DOCUMENT PASSAGE ::
As reported by The Punch, the statement by the Director-General of the agency, Prof Mojisola Adeyeye, said seven companies had been granted the approval, stressing that NAFDAC had also reduced time for registration and approval from 120 working days to 10 working days due to the COVID-19 pandemic.
In her statement;
“NAFDAC, in pursuant to the powers conferred on it by Section 5 of the NAFDAC Act, has taken some regulatory steps in the fight against COVID-19.
“The current COVID-19 pandemic has necessitated that NAFDAC put measures in place to ensure access to health commodities that have the potential to impact positively on public health outcomes. These include diagnostics necessary to support public health infrastructure and guide the response necessary to combat and address the pandemic.
“The antibody test kits can be used in COVID-19 confirmed individuals, who can then be tested at the designated centres using the antibody kits to confirm that they have antibodies and as such may not be infected again.
“The antigen tests kits, on the other hand, can detect the COVID-19 antigen in patients with or without symptoms. There has been a global effort by innovative diagnostic companies to develop test kits to aid in the detection of the virus in patients and to guide the management of the disease.
“The agency has recently received many requests for emergency use authorisation for some of such diagnostic test kits to support the national response and ensure expanded testing capabilities.

Localization data, one point per instance ::
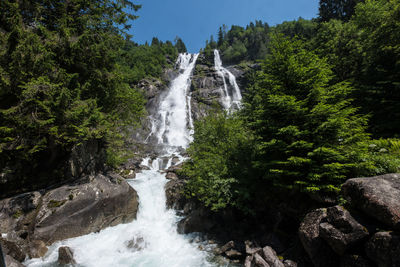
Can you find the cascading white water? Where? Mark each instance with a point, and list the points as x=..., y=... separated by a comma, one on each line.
x=152, y=239
x=231, y=94
x=174, y=113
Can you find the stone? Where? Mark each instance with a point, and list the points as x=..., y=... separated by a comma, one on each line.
x=341, y=231
x=82, y=208
x=378, y=197
x=175, y=197
x=65, y=256
x=250, y=249
x=227, y=246
x=11, y=262
x=199, y=220
x=136, y=244
x=289, y=263
x=259, y=261
x=319, y=252
x=355, y=261
x=171, y=176
x=271, y=258
x=248, y=262
x=37, y=249
x=233, y=254
x=384, y=249
x=12, y=249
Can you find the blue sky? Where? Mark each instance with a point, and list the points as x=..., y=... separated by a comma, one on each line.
x=195, y=20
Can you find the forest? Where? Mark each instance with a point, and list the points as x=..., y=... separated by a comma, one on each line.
x=323, y=108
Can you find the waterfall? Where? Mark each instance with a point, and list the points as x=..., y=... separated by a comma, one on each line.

PROBLEM REQUIREMENTS ::
Extend the news article on NAFDAC's approval of COVID-19 test kits, starting after its final sentence. The listing has no role in this exercise.

EXERCISE RESULT ::
“NAFDAC has reduced the registration to approval time from 120 working days to 10 working days due to the COVID-19 pandemic. Thus far, the agency has processed 17 applications using the expedited review process but has only granted emergency approval to seven companies.”
The agency said availability of PPE for health care providers was a critical component of the effort to stem the COVID-19 pandemic, noting that the PPE included gloves, protective goggles, face shields, protective gowns and masks.
NAFDAC warned that so far, no vaccine had been manufactured for coronavirus, adding that it could take up to 18 months before any vaccine could be in place.
“After clinical trials must have been conducted in different countries, this will be followed by a rigorous in-country assessment in line with laid down protocols to further ensure safety and efficacy,” the statement said.